**Source extract:**
◆ ◆ ◆

Announcing Illuminate, a python module for Illumina sequencing metrics
Yesterday, my company, InVitae, allowed me to publicly open-source a library I’ve been working on for the past few months, a python module that provides programmatic access to the binary-formatted metrics output by sequencing runs on the Illumina HiSeq and MiSeq machines.
The aim of this tool was to provide a programmatic interface to the metrics resultant from MiSeq and HiSeq genetic sequencing runs. Up until now, there hasn’t been an Illumina metrics tool you could integrate into your automation pipeline — only Windows-based viewers where the data is stuck on the screen, online services requiring you to send your data over the wire, and a few tentative command-line efforts that feel more like proof-of-concept than tool.
You can use Illuminate as a command-line tool to “illuminate” your MiSeq and HiSeq runs. There’s some support for outputting to file but nothing fancy. (I wrote the CLI using docopt, which made the process actually fun! I hope docopt becomes part of standard python.)

◆ ◆ ◆

**List of tasks:**
- A) Set down, word for word, the stretch of the Illuminate announcement from "The aim of this" through "of standard python.)".
- B) Resume the Illuminate announcement, picking up right after its final sentence.

**Stored items:**
◆ ◆ ◆

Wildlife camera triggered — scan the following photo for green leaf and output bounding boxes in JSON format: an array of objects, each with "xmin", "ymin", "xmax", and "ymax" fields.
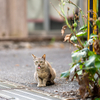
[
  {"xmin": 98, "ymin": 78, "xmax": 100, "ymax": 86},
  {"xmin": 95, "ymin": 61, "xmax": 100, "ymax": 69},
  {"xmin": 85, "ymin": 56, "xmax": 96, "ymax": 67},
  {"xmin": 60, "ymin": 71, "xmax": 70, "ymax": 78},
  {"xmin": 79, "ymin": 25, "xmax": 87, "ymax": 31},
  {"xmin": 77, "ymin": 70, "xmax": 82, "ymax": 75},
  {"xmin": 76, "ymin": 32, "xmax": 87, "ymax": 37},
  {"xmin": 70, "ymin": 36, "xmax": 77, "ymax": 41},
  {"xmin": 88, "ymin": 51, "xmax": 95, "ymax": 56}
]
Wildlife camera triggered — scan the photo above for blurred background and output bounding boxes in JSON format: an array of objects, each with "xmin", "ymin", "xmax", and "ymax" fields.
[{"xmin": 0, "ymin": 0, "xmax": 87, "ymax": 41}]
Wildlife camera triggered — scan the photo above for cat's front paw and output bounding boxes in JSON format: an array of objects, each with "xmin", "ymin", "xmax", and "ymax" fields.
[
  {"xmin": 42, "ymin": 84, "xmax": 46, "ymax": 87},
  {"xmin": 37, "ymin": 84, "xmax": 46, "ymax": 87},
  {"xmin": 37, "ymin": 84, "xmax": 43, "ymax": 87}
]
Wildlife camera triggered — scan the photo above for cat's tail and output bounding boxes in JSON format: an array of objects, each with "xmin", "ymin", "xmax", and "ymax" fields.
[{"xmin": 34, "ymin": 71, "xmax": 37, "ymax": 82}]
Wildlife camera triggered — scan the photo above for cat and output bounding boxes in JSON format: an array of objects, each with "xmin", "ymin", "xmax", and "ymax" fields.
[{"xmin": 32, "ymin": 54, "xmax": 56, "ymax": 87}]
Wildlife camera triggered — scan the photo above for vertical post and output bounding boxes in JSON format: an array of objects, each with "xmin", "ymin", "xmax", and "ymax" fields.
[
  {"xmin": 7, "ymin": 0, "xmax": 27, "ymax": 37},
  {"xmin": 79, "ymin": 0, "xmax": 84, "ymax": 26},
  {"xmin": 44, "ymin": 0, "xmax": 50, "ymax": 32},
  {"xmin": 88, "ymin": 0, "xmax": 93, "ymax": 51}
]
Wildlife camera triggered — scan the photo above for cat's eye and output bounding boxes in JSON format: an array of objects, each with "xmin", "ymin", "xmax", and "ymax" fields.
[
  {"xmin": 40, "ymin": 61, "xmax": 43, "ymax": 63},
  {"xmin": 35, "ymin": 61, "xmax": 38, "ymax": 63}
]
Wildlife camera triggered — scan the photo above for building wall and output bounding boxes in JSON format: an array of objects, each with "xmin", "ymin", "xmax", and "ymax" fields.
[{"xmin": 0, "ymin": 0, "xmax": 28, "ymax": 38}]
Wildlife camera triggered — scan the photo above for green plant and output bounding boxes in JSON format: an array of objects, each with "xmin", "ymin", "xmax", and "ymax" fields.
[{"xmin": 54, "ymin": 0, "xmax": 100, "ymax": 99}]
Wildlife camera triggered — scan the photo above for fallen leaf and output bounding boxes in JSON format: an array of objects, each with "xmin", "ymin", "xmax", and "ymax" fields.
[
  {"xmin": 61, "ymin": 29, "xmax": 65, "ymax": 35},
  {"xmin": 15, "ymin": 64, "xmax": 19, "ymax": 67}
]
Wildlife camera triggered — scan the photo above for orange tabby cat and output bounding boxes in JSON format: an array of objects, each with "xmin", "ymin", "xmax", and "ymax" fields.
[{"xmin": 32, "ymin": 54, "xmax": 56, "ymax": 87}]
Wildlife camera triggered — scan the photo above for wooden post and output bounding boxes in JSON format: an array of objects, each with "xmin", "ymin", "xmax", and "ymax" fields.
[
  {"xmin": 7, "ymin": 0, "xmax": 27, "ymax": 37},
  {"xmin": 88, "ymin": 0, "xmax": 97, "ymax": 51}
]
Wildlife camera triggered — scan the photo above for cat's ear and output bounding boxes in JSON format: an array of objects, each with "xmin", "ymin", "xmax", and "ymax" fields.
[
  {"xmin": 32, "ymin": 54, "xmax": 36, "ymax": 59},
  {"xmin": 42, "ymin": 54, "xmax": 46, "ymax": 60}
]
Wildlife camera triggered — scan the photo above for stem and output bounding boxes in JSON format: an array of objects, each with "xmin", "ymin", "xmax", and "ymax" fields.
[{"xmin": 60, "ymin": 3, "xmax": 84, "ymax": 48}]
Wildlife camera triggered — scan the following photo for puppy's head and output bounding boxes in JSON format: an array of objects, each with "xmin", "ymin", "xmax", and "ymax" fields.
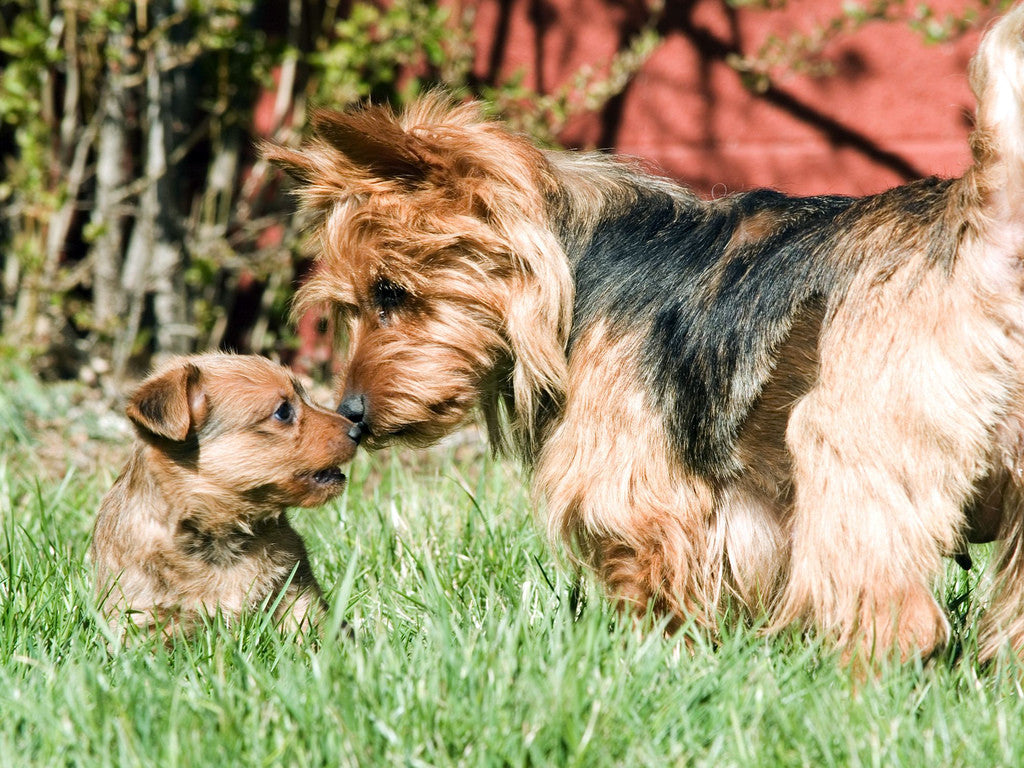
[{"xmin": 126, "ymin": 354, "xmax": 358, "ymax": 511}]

◆ ◆ ◆

**Task-by-task answers:**
- A)
The aim of this tool was to provide a programmatic interface to the metrics resultant from MiSeq and HiSeq genetic sequencing runs. Up until now, there hasn’t been an Illumina metrics tool you could integrate into your automation pipeline — only Windows-based viewers where the data is stuck on the screen, online services requiring you to send your data over the wire, and a few tentative command-line efforts that feel more like proof-of-concept than tool.
You can use Illuminate as a command-line tool to “illuminate” your MiSeq and HiSeq runs. There’s some support for outputting to file but nothing fancy. (I wrote the CLI using docopt, which made the process actually fun! I hope docopt becomes part of standard python.)

- B)
But the real strength of Illuminate is its object-oriented encapsulation of the individual metrics and standardized approach to data delivery. Each parser delivers both a raw data dictionary and a pandas DataFrame, allowing researchers and bioinformaticians a familiar method of data manipulation (pandas feels a lot like R).
When I post something so specialized to a general-purpose personal blog like this one, I can’t help but feel a bit like Rick in one of my favorite episodes of The Young Ones:
“But now after years of stagnation, the TV people have finally woken up to the need for locally-based minority programs! made by amateurs! and perhaps of interest to only 2 or 3 people! It’s IMPORTANT, right?! It’s NOW!”
But I figure, the right folks will know what to do with this library.
There’s a detailed README on the Illuminate repository page, where you can find out what’s required to get this thing going. All feedback gratefully accepted.